[Rows from a dataset]
####

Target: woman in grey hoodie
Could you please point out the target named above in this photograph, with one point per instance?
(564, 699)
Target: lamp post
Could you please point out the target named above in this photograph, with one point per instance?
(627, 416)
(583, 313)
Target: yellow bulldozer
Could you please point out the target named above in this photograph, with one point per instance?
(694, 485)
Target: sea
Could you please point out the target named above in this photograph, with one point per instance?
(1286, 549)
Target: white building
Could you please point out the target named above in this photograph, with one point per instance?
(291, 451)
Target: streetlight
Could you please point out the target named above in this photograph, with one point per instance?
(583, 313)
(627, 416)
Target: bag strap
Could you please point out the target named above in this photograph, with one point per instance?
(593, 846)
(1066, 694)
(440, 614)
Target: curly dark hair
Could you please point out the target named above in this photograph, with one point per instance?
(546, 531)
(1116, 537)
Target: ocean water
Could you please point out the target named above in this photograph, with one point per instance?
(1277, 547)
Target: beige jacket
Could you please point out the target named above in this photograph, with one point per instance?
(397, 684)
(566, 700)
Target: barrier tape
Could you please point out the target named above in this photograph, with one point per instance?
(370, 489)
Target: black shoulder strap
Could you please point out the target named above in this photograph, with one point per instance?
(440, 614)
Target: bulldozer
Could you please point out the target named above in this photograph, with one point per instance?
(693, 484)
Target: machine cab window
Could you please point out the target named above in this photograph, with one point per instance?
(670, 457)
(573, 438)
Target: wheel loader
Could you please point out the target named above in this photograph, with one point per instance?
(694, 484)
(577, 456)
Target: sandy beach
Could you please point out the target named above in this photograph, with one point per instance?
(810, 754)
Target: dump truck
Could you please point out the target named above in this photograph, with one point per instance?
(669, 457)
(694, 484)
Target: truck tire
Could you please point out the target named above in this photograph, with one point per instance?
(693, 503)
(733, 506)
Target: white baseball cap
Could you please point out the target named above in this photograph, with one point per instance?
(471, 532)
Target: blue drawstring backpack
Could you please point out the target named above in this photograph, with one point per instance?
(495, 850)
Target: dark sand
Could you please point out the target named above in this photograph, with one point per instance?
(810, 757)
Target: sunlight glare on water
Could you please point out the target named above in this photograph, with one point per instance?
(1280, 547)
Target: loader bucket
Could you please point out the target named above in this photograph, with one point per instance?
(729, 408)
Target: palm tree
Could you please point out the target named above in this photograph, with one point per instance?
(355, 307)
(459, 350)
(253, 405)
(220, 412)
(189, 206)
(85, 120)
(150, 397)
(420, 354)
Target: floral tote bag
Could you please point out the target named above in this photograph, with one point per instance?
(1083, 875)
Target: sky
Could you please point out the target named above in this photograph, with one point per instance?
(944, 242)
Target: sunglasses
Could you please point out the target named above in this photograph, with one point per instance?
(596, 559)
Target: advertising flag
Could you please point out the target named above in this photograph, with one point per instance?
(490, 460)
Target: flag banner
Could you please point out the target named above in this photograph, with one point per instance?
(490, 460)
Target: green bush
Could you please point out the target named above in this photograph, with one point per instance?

####

*Written task*. Restate each record word for word.

*Final answer*.
Target: woman in grey hoodie
Could you please point out the target named above in this photograph, with one point per instance?
(564, 699)
Target: lamp post
Could you please point out the target named above in this photograph, with one point per instance?
(627, 416)
(583, 313)
Target: yellow bulldozer
Could you please point out the target named above in this photograph, with one point per instance?
(694, 485)
Target: sea
Could you please point out the target named above in this photograph, with one point per instance?
(1286, 549)
Target: white building
Could you please point out the target named above in this photograph, with one point per instance?
(291, 451)
Target: streetlight
Could you please point out the target named above in this photograph, with one point per instance?
(583, 313)
(627, 416)
Target: bag strap
Could you please point out the target named above in this photograph, with one point per instance?
(593, 846)
(1066, 694)
(440, 614)
Target: curly dark hair
Could you please point out the target named above in this photograph, with one point per instance?
(546, 531)
(1116, 537)
Target: ocean water
Could you please point out the target named above in this photograph, with one point per instance?
(1277, 547)
Target: beige jacket
Could you please point out the target named above in this photograph, with one point per instance?
(397, 684)
(566, 700)
Target: barrier tape
Could you please point out the target named above in this photograph, with one point per instance?
(370, 489)
Target: black shoulder strap
Could you please point out the target named above in this photograph, with one point per instance?
(440, 614)
Target: bulldozer
Could you please point out the target named above in this photograph, with one point per instance?
(693, 484)
Target: machine cab window
Could you please point out the target named above in this photograph, with one point per instance?
(670, 457)
(573, 438)
Target: wheel loader
Could you please point out the target named above in this photograph, with one point per instance?
(694, 484)
(577, 456)
Target: sandy beach
Could you please point out the target named above in this photograph, with one point per instance?
(810, 754)
Target: dump truck
Could you please point out the target named above in this photograph, with one point per instance?
(669, 457)
(694, 484)
Target: truck tire
Could you please point out the target named above in this photograph, with one point per instance?
(693, 503)
(733, 506)
Target: white baseball cap
Could you please point out the target named above in this photograph, with one point per instance?
(471, 532)
Target: blue drawstring backpack
Could you please point out the target named above in this photograph, with one point per instance?
(495, 850)
Target: dark sand
Could you please point out the target named above in this photograph, with one point per instance?
(810, 757)
Target: sunlight glare on water
Could you please point out the target named above in this photograph, with one point per instance?
(1280, 547)
Target: loader bucket
Could you please point out the target named above in this photograph, with one point per instance?
(729, 408)
Target: palm tree
Could you please point out the target named above in this photograph, with one point per instance?
(355, 307)
(459, 350)
(253, 405)
(220, 412)
(189, 206)
(85, 120)
(150, 397)
(420, 354)
Target: floral tote bag
Could you please point out the target named above in this photograph, with one point per instance?
(1083, 875)
Target: sky
Could you please point out the target named above in this photograph, with one point per instance?
(944, 242)
Target: sunglasses
Could you please point out the target named above in this photograph, with one point per instance?
(596, 559)
Target: advertising flag
Could you please point out the target named above in this photograph, with one point per instance?
(490, 460)
Target: flag banner
Could you please point out the target named above in this photograph, with one point per instance?
(490, 460)
Target: green bush
Could you please point out the target named above in this photograph, with one point per instance?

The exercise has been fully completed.